== DATA PROVIDED

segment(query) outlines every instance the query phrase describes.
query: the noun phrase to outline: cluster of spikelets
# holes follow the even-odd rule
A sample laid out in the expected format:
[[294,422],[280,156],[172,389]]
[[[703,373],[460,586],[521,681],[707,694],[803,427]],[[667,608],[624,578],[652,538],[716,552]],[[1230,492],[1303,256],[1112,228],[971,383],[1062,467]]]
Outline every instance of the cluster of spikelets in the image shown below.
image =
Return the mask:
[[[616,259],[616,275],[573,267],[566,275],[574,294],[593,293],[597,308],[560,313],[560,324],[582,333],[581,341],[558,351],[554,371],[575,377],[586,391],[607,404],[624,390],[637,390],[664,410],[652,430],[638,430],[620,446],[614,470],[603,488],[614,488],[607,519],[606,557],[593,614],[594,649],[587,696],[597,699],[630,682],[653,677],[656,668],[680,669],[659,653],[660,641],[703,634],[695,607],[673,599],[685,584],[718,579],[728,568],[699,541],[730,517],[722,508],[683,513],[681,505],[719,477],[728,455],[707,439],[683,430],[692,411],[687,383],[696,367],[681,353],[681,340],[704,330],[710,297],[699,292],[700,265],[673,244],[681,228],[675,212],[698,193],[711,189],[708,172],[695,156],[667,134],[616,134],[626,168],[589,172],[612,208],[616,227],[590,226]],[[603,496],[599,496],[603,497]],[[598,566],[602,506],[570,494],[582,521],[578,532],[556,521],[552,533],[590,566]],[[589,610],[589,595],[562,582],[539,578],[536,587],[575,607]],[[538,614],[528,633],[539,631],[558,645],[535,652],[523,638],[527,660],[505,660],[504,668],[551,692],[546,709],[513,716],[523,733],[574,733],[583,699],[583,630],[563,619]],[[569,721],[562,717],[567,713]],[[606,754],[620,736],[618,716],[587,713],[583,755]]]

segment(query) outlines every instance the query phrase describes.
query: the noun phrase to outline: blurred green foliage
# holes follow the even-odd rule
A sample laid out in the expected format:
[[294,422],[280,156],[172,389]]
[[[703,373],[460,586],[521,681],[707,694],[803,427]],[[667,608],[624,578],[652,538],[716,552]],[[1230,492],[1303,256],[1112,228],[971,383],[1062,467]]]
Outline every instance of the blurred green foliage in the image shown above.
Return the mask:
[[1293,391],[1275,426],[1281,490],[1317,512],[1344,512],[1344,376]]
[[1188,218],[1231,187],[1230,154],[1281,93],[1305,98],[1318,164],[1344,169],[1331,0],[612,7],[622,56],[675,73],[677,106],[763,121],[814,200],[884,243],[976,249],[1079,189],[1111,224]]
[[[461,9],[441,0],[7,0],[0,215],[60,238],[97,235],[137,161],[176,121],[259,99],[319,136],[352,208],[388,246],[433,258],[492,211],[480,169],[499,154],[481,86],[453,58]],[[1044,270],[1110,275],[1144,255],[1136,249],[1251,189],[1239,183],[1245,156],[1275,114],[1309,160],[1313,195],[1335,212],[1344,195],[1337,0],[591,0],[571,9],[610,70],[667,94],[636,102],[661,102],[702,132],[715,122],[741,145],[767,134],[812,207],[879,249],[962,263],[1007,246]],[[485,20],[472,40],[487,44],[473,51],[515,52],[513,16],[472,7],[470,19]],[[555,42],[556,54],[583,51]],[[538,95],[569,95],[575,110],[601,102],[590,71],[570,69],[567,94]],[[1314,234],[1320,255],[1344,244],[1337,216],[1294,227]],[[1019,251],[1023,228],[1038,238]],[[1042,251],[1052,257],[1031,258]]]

====

- TASK GOAL:
Repeat every one of the items above word for word, keeping each line unchanged.

- SOLUTION TO THE PROBLEM:
segment(query) outlines every instance the query phrase describes.
query: the noun phrase to outline: cluster of spikelets
# holes follow the even-odd rule
A sample laid out in the expected format:
[[294,422],[280,156],[172,389]]
[[[703,373],[460,586],[521,681],[707,694],[803,427]],[[667,608],[624,578],[652,538],[716,552]],[[1230,492],[1303,256],[1112,228],[971,383],[1062,467]]]
Outline every instance of the cluster of spikelets in the image shown below.
image =
Return the mask:
[[[616,259],[616,275],[573,267],[566,275],[574,294],[593,293],[597,308],[560,313],[560,324],[582,333],[581,341],[558,351],[554,371],[575,377],[586,391],[607,404],[624,390],[637,390],[664,410],[652,430],[638,430],[620,446],[614,470],[603,488],[614,488],[607,519],[606,557],[593,614],[594,649],[587,696],[597,699],[630,682],[653,677],[656,668],[680,669],[659,653],[660,641],[703,634],[695,607],[673,599],[685,584],[718,579],[728,568],[699,541],[730,517],[722,508],[683,513],[681,505],[719,477],[728,455],[707,439],[683,430],[692,411],[687,383],[696,367],[681,353],[681,340],[704,330],[710,297],[699,292],[700,265],[673,244],[681,228],[675,212],[698,193],[711,189],[708,172],[695,156],[667,134],[616,134],[626,168],[589,172],[612,208],[616,227],[590,226]],[[603,496],[599,496],[603,497]],[[598,566],[602,506],[570,494],[582,521],[578,532],[556,521],[552,533],[590,566]],[[589,610],[589,595],[562,582],[539,578],[536,587],[575,607]],[[538,614],[528,633],[539,631],[558,645],[535,652],[523,638],[527,660],[505,660],[504,668],[551,692],[546,709],[513,716],[523,733],[574,733],[583,699],[583,630],[563,619]],[[569,721],[562,717],[567,713]],[[606,754],[620,736],[618,716],[587,713],[583,755]]]

segment(query) outlines every instance the query phrase describes.
query: the noun phrase to outline: blurred green foliage
# holes follow the even-odd rule
A sample laid out in the expected format:
[[294,422],[280,156],[172,389]]
[[[703,373],[460,586],[521,681],[707,694],[803,427]],[[667,608],[624,578],[652,538],[716,552]],[[1230,492],[1303,256],[1112,228],[971,383],[1062,467]]]
Outline every instance of the blurred green foliage in the image shown above.
Return the mask:
[[1293,391],[1275,426],[1281,490],[1317,512],[1344,512],[1344,376]]
[[1188,218],[1231,187],[1230,154],[1281,93],[1305,98],[1318,164],[1344,169],[1331,0],[612,7],[622,56],[675,73],[677,106],[763,121],[814,200],[884,243],[976,249],[1079,189],[1111,224]]
[[[461,9],[441,0],[7,0],[0,215],[60,238],[97,235],[137,161],[176,121],[259,99],[319,136],[352,208],[388,246],[433,258],[492,211],[480,169],[499,154],[481,86],[453,58]],[[1044,270],[1110,275],[1144,255],[1136,249],[1251,189],[1239,183],[1245,156],[1275,114],[1309,160],[1313,195],[1335,212],[1344,195],[1337,0],[591,0],[571,9],[610,70],[667,94],[636,102],[661,102],[702,132],[715,122],[741,145],[767,134],[812,207],[879,249],[962,263],[1007,246]],[[485,20],[472,40],[487,44],[473,51],[515,52],[513,16],[472,7],[470,19]],[[555,42],[556,54],[583,51]],[[538,95],[569,95],[575,110],[601,102],[590,71],[570,69],[567,94]],[[1314,234],[1320,255],[1344,244],[1337,216],[1294,227]],[[1019,251],[1023,228],[1038,238]],[[1042,251],[1052,257],[1031,258]]]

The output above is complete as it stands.